Stored records>
== == ==

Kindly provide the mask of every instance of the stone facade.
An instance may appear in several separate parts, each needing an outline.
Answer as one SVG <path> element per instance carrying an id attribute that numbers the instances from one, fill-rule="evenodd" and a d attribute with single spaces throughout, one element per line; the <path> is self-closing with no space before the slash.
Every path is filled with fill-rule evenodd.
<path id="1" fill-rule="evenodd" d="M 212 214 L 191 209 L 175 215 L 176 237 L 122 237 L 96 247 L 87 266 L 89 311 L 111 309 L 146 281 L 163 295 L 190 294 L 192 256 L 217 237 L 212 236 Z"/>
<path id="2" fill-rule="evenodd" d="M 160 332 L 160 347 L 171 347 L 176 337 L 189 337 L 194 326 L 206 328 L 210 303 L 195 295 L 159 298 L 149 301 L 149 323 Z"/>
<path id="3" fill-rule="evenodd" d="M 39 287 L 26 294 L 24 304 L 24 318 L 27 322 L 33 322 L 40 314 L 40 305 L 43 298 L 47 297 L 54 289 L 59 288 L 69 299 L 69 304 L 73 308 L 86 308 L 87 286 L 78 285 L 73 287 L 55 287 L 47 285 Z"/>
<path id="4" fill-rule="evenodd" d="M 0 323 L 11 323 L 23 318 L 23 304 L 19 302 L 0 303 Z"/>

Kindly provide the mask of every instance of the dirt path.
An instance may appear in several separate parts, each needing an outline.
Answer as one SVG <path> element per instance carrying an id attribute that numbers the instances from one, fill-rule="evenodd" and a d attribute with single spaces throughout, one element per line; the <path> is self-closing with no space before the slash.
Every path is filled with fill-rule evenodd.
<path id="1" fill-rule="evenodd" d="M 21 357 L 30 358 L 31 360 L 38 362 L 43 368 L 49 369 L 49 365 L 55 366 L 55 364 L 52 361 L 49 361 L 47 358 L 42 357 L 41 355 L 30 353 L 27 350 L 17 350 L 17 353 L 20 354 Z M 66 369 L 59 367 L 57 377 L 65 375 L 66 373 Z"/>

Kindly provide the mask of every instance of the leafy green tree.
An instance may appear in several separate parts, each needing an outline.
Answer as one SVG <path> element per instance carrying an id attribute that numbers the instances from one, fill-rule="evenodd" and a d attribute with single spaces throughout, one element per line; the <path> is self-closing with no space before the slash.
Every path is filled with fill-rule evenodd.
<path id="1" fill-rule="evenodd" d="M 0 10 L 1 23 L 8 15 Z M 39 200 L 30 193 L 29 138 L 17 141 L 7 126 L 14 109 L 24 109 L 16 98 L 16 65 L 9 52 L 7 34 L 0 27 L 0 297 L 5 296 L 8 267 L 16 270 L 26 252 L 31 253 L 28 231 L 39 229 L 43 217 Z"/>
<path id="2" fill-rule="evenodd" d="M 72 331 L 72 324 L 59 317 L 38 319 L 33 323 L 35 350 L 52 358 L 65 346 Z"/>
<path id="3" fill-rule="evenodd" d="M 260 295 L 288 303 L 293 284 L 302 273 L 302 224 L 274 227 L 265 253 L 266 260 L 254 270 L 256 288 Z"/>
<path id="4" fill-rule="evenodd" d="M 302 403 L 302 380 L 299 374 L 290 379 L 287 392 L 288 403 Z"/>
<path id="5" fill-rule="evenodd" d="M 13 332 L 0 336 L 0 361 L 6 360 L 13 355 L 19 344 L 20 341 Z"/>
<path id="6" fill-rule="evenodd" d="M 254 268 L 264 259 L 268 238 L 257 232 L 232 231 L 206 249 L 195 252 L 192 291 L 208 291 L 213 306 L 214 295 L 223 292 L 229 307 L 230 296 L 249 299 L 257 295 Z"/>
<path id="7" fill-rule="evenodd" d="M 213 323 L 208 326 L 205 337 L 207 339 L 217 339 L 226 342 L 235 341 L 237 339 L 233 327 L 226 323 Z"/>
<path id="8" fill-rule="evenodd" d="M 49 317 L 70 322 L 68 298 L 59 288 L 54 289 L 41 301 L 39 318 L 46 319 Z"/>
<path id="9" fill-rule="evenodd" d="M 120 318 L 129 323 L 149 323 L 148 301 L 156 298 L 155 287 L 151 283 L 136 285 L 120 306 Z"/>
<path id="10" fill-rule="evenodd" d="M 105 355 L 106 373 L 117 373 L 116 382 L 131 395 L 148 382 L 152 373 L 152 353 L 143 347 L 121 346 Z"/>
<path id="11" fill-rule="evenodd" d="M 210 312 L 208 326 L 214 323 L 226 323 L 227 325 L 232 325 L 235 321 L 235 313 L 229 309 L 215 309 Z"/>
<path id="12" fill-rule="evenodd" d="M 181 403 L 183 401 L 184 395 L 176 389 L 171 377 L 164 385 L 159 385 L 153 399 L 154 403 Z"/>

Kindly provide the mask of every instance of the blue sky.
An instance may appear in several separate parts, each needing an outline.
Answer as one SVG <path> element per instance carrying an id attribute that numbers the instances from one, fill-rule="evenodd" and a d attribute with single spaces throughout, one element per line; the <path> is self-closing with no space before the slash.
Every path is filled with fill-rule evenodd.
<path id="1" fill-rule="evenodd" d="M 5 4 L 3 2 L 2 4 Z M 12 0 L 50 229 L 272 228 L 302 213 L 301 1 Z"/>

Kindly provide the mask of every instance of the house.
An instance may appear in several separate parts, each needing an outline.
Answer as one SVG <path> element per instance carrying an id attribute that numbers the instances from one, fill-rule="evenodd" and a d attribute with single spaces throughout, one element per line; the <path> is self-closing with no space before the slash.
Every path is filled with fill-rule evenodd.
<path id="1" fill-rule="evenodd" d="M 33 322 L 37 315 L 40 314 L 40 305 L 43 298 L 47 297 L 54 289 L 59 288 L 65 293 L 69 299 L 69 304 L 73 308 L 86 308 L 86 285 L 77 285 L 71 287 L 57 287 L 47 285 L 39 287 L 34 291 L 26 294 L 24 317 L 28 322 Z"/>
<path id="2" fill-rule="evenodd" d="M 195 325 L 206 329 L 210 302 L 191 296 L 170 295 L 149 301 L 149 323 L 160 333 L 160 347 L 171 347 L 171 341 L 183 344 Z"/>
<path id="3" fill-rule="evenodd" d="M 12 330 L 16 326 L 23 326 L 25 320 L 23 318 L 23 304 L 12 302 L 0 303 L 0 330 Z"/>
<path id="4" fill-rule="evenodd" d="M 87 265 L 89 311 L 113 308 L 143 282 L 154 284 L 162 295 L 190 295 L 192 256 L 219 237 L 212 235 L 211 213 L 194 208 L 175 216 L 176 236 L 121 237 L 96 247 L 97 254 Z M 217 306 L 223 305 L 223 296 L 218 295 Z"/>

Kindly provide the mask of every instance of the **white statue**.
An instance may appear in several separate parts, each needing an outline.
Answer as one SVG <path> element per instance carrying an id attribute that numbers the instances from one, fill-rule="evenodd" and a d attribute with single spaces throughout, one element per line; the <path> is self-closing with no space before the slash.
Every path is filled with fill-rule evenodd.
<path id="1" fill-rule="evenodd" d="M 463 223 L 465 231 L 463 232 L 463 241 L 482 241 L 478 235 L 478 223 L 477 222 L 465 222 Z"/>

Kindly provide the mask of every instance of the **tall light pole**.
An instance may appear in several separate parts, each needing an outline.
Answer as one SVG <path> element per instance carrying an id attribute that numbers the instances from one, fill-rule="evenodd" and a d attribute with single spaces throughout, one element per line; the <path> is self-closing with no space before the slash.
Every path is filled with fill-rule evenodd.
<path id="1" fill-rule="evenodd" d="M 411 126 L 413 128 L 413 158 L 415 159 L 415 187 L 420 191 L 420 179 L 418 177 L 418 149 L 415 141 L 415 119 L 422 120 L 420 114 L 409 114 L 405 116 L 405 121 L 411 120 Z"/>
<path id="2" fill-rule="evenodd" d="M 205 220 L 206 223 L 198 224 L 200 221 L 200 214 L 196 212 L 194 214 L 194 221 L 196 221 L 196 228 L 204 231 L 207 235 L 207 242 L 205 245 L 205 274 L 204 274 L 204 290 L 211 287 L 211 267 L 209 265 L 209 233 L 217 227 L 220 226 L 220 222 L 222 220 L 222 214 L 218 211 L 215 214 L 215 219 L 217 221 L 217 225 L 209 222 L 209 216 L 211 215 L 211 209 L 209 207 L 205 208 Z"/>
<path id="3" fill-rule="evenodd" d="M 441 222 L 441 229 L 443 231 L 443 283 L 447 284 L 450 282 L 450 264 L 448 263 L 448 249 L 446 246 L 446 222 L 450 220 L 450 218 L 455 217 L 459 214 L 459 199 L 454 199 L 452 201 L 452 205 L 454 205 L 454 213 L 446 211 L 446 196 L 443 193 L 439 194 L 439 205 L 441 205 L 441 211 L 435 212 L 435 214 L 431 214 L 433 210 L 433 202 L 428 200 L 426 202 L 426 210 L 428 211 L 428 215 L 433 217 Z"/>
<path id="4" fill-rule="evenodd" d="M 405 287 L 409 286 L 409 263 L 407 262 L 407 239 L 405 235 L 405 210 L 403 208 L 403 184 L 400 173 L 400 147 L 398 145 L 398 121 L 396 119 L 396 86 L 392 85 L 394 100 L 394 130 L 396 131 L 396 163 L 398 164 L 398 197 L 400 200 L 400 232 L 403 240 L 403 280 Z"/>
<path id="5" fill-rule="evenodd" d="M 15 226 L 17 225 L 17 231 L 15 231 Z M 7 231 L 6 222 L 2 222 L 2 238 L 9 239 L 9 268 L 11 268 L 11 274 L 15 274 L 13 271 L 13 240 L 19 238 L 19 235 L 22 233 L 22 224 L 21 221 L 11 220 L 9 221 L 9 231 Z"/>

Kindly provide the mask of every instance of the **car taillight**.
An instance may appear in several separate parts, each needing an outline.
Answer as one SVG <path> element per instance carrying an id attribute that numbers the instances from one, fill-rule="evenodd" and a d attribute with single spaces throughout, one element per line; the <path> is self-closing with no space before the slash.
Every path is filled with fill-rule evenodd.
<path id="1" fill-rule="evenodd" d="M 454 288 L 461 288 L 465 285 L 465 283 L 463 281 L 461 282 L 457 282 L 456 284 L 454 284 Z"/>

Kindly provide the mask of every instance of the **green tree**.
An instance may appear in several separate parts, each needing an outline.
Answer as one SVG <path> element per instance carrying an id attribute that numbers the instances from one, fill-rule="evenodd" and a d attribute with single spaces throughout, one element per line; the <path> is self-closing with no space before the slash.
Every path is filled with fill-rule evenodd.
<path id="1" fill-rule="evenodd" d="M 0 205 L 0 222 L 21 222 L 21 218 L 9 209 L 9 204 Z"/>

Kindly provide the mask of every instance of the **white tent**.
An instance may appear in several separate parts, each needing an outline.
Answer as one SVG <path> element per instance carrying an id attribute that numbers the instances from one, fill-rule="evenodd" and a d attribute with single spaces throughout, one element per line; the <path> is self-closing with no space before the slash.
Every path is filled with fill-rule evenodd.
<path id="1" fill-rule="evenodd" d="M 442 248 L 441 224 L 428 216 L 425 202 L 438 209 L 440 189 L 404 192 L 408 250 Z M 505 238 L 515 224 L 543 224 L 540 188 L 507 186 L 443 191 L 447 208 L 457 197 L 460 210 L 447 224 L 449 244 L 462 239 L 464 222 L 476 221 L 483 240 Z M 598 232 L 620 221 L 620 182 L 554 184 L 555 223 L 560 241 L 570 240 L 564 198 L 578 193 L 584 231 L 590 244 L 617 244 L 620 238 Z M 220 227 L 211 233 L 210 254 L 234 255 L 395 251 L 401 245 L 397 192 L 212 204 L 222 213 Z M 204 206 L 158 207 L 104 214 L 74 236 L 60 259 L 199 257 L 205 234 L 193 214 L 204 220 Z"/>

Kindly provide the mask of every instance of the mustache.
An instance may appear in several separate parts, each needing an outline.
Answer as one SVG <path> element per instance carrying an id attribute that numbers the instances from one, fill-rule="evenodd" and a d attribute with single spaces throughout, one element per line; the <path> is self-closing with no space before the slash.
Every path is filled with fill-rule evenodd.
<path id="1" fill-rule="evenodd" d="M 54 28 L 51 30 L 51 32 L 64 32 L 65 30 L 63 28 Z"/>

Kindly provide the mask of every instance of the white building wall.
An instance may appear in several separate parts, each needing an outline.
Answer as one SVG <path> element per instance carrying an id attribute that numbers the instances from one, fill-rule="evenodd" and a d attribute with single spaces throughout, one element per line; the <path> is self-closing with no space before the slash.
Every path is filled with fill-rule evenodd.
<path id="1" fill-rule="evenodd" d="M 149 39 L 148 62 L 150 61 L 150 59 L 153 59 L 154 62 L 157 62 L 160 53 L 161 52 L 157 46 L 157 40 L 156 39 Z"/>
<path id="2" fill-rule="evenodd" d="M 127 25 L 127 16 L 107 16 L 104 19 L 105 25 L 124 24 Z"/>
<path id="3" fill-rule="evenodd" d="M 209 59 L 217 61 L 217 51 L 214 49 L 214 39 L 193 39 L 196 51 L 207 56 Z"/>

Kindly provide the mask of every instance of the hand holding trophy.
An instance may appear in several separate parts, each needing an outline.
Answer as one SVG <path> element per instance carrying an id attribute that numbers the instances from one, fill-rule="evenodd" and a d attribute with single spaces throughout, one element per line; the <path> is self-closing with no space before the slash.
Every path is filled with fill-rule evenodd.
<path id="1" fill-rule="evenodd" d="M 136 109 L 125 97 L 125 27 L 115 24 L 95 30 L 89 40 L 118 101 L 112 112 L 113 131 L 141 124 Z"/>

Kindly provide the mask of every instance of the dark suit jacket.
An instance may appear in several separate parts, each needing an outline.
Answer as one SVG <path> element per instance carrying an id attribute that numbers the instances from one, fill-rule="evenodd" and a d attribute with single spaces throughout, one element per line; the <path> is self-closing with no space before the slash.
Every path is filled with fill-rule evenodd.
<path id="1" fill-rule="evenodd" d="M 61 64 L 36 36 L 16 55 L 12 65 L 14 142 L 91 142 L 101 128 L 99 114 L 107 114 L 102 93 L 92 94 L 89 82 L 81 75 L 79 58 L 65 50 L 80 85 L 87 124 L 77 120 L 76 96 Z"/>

== == ==

ACTIVITY>
Filter these records, keeping every line where the word "white" occurs.

ANSWER SECTION>
Kindly provide the mask of every instance of the **white statue**.
Kindly provide the mask of every instance of the **white tent**.
Kindly provide the mask of every instance of the white building wall.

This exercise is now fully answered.